What you need to do: Please copy every record below exactly, leaving out the pictures.

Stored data
Start of Block

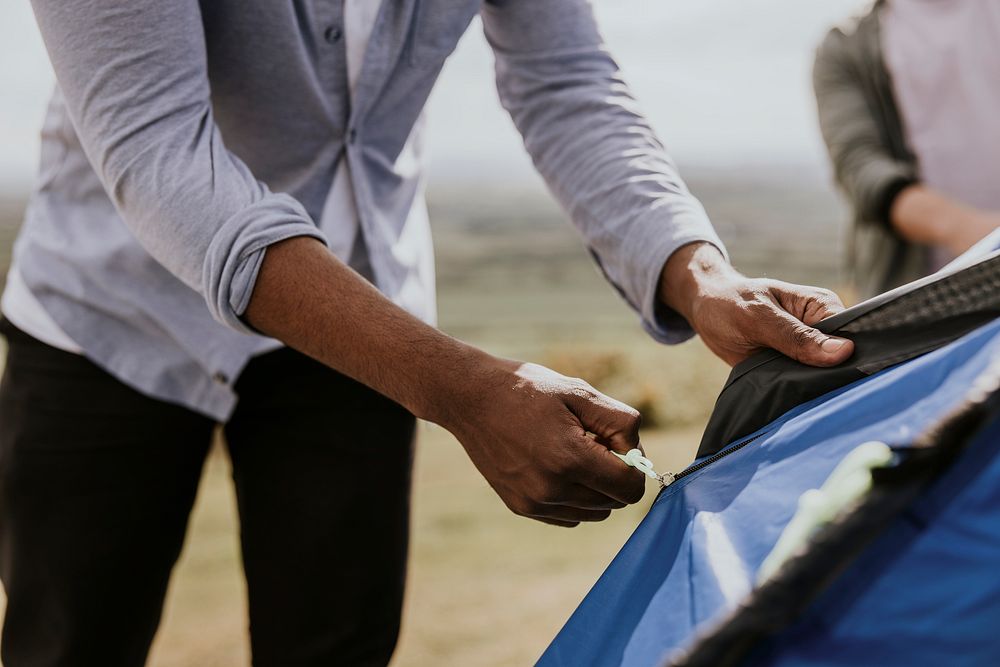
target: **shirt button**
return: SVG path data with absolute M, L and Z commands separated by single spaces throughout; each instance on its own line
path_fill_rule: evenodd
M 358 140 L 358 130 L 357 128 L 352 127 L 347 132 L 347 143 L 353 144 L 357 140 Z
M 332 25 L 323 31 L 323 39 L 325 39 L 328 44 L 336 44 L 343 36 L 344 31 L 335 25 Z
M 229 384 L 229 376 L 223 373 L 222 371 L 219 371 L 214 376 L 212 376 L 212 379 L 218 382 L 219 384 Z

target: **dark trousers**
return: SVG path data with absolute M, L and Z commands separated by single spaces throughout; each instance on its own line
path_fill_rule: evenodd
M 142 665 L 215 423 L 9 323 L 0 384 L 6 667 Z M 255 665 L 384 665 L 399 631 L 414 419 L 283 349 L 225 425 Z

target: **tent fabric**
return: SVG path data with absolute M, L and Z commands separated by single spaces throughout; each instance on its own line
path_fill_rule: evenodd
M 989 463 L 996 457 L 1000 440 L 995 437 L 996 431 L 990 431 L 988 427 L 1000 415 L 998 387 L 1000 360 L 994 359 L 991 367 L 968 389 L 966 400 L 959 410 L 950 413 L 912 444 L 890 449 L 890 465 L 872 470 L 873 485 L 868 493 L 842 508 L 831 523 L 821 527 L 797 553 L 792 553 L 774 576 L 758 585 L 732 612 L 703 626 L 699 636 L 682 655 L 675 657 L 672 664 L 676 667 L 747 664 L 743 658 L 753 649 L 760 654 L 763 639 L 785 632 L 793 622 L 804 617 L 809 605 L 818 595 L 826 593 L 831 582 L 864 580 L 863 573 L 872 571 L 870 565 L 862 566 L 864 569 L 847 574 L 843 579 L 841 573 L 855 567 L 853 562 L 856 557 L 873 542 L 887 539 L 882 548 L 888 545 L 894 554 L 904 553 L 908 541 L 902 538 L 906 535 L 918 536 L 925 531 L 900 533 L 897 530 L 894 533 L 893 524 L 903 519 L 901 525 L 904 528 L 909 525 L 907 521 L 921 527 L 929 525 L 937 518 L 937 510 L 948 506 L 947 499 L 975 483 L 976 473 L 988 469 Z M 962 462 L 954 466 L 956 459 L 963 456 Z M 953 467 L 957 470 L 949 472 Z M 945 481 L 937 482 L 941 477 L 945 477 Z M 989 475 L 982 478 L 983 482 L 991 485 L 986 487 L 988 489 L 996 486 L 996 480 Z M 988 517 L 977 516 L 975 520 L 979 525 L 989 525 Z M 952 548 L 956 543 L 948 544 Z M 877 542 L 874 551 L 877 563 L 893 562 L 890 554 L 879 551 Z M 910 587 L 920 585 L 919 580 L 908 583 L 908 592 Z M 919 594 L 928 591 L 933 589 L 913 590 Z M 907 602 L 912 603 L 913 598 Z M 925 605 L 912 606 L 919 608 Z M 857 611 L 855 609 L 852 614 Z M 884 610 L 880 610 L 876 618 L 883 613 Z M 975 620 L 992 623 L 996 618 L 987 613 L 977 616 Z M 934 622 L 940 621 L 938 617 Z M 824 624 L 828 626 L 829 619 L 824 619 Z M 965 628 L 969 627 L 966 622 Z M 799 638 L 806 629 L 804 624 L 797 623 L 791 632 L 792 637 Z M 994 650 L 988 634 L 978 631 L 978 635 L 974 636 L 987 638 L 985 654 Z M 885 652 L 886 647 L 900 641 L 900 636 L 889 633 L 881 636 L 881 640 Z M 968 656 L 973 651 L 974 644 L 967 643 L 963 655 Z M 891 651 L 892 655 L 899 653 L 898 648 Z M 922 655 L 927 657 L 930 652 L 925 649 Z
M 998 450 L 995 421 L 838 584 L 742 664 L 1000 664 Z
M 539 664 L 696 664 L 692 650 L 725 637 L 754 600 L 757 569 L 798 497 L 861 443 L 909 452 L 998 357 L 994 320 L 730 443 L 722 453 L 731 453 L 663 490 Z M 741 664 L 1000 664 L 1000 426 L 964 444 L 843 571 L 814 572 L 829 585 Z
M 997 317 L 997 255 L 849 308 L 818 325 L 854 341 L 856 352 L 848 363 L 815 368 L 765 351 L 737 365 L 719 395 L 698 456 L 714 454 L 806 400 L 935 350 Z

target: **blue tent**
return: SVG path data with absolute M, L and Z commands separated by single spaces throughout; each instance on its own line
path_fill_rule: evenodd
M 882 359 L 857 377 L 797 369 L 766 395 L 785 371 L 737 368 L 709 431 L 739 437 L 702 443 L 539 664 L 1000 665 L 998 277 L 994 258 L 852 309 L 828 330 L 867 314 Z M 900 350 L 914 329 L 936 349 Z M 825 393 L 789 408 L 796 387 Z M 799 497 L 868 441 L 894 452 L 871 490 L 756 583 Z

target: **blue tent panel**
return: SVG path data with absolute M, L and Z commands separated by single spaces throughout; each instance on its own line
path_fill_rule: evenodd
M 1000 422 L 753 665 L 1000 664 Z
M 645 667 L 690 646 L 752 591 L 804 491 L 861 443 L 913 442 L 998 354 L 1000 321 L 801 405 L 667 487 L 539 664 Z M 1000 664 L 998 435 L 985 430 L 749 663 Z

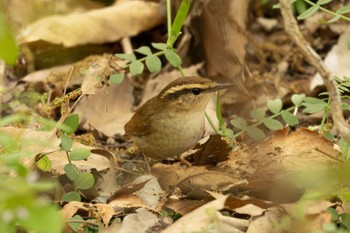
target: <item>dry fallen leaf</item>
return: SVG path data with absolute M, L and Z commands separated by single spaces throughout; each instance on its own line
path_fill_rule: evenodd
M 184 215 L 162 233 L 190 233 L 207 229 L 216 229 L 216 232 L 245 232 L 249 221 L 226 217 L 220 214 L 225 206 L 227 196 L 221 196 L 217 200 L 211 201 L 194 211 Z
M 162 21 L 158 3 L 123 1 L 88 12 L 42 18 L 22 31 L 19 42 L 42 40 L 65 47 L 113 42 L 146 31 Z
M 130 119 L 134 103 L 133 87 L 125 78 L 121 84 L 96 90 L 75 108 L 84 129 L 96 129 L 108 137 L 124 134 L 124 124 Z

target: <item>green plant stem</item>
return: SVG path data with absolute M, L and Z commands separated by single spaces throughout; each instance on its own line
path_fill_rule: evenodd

End of Block

Written solution:
target: **shirt button**
return: SVG path data with absolute M, L and Z commands separated by single spaces throughout; each instance on its own line
path_fill_rule: evenodd
M 358 140 L 358 130 L 357 128 L 352 127 L 347 132 L 347 143 L 353 144 L 357 140 Z
M 332 25 L 323 31 L 323 39 L 325 39 L 328 44 L 336 44 L 343 36 L 344 31 L 335 25 Z
M 229 384 L 229 376 L 223 373 L 222 371 L 219 371 L 214 376 L 212 376 L 212 379 L 218 382 L 219 384 Z

target: **dark trousers**
return: SVG path data with absolute M, L and Z commands separated by single spaces throughout; each instance on its own line
path_fill_rule: evenodd
M 142 665 L 215 423 L 9 323 L 0 384 L 6 667 Z M 255 665 L 384 665 L 399 631 L 414 419 L 283 349 L 225 425 Z

target: **tent fabric**
return: SVG path data with absolute M, L and Z commands separated by single spaces throughout; each instance on its own line
path_fill_rule: evenodd
M 989 463 L 996 457 L 1000 440 L 995 437 L 996 431 L 990 431 L 988 427 L 1000 415 L 998 387 L 1000 360 L 994 359 L 991 367 L 968 389 L 966 400 L 959 410 L 950 413 L 912 444 L 890 449 L 890 465 L 872 470 L 873 485 L 868 493 L 842 508 L 831 523 L 821 527 L 797 553 L 792 553 L 774 576 L 758 585 L 732 612 L 703 626 L 699 636 L 682 655 L 675 657 L 672 664 L 676 667 L 747 664 L 743 658 L 753 649 L 760 654 L 763 639 L 785 632 L 793 622 L 804 617 L 809 605 L 818 595 L 826 593 L 831 582 L 864 580 L 863 573 L 872 571 L 870 565 L 862 566 L 864 569 L 847 574 L 843 579 L 841 573 L 855 567 L 853 562 L 856 557 L 873 542 L 887 539 L 882 548 L 888 545 L 894 554 L 904 553 L 908 541 L 902 538 L 906 535 L 918 536 L 925 531 L 900 533 L 897 530 L 894 533 L 893 524 L 903 519 L 901 525 L 904 528 L 909 525 L 907 521 L 921 527 L 929 525 L 937 518 L 937 510 L 948 506 L 947 499 L 975 483 L 976 473 L 988 469 Z M 962 462 L 954 466 L 956 459 L 963 456 Z M 953 467 L 957 470 L 949 472 Z M 945 481 L 937 482 L 941 477 L 945 477 Z M 989 475 L 982 478 L 983 482 L 991 485 L 986 487 L 988 489 L 996 486 L 996 480 Z M 988 517 L 977 516 L 975 520 L 979 525 L 989 525 Z M 952 548 L 956 543 L 948 544 Z M 877 542 L 874 551 L 877 563 L 893 562 L 890 554 L 879 551 Z M 910 587 L 920 585 L 919 580 L 908 583 L 908 592 Z M 919 594 L 928 591 L 933 589 L 913 590 Z M 907 602 L 912 603 L 913 598 Z M 925 605 L 912 606 L 919 608 Z M 857 611 L 855 609 L 852 614 Z M 884 610 L 880 610 L 876 618 L 883 613 Z M 975 620 L 992 623 L 996 618 L 987 613 L 977 616 Z M 934 622 L 940 621 L 938 617 Z M 824 624 L 828 626 L 829 619 L 824 619 Z M 965 628 L 969 627 L 966 622 Z M 799 638 L 806 629 L 804 624 L 797 623 L 791 632 L 792 637 Z M 994 650 L 988 634 L 978 631 L 978 635 L 974 636 L 987 638 L 985 654 Z M 885 652 L 886 647 L 900 641 L 900 636 L 889 633 L 881 636 L 881 640 Z M 968 656 L 973 651 L 974 644 L 967 643 L 963 655 Z M 891 651 L 892 655 L 899 653 L 898 648 Z M 922 655 L 927 657 L 930 652 L 925 649 Z
M 998 450 L 995 421 L 838 584 L 742 664 L 1000 664 Z
M 539 664 L 696 664 L 692 650 L 725 637 L 754 600 L 757 569 L 798 497 L 861 443 L 909 452 L 998 357 L 994 320 L 730 443 L 722 453 L 731 453 L 663 490 Z M 741 664 L 1000 664 L 1000 426 L 964 444 L 843 571 L 814 572 L 829 585 Z
M 997 317 L 997 255 L 849 308 L 818 325 L 854 341 L 856 352 L 848 363 L 815 368 L 765 351 L 737 365 L 719 395 L 698 456 L 714 454 L 806 400 L 935 350 Z

target: **blue tent**
return: SVG path data with absolute M, L and Z commands separated by single spaces throughout; each instance on its own line
path_fill_rule: evenodd
M 882 359 L 857 377 L 797 369 L 766 395 L 785 371 L 737 368 L 709 431 L 739 437 L 702 443 L 539 664 L 1000 665 L 998 277 L 994 258 L 852 309 L 828 330 L 867 314 Z M 900 350 L 914 329 L 936 349 Z M 825 393 L 789 408 L 796 387 Z M 799 497 L 868 441 L 894 452 L 871 490 L 756 583 Z

target: **blue tent panel**
return: SVG path data with absolute M, L and Z commands separated by single spaces throughout; each instance on its own line
path_fill_rule: evenodd
M 1000 422 L 753 665 L 1000 664 Z
M 645 667 L 690 646 L 752 591 L 804 491 L 861 443 L 913 442 L 998 354 L 1000 321 L 801 405 L 667 487 L 539 664 Z M 1000 664 L 998 435 L 985 430 L 749 663 Z

target: <item>dry fallen leaf</item>
return: SVG path data with absolute M, L and Z commands separated by single spaces throughout; each instance on its own line
path_fill_rule: evenodd
M 184 215 L 162 233 L 190 233 L 207 229 L 216 229 L 216 232 L 245 232 L 249 221 L 226 217 L 220 214 L 225 206 L 227 196 L 221 196 L 217 200 L 211 201 L 194 211 Z
M 162 21 L 158 3 L 123 1 L 88 12 L 42 18 L 22 31 L 19 42 L 42 40 L 65 47 L 113 42 L 146 31 Z
M 130 119 L 134 103 L 133 87 L 125 78 L 121 84 L 96 90 L 75 108 L 84 129 L 96 129 L 108 137 L 124 134 L 124 124 Z

target: <item>green plant stem</item>
return: SVG path data with absolute M, L and Z commands separated by single spaces throughout; each instance on its own line
path_fill_rule: evenodd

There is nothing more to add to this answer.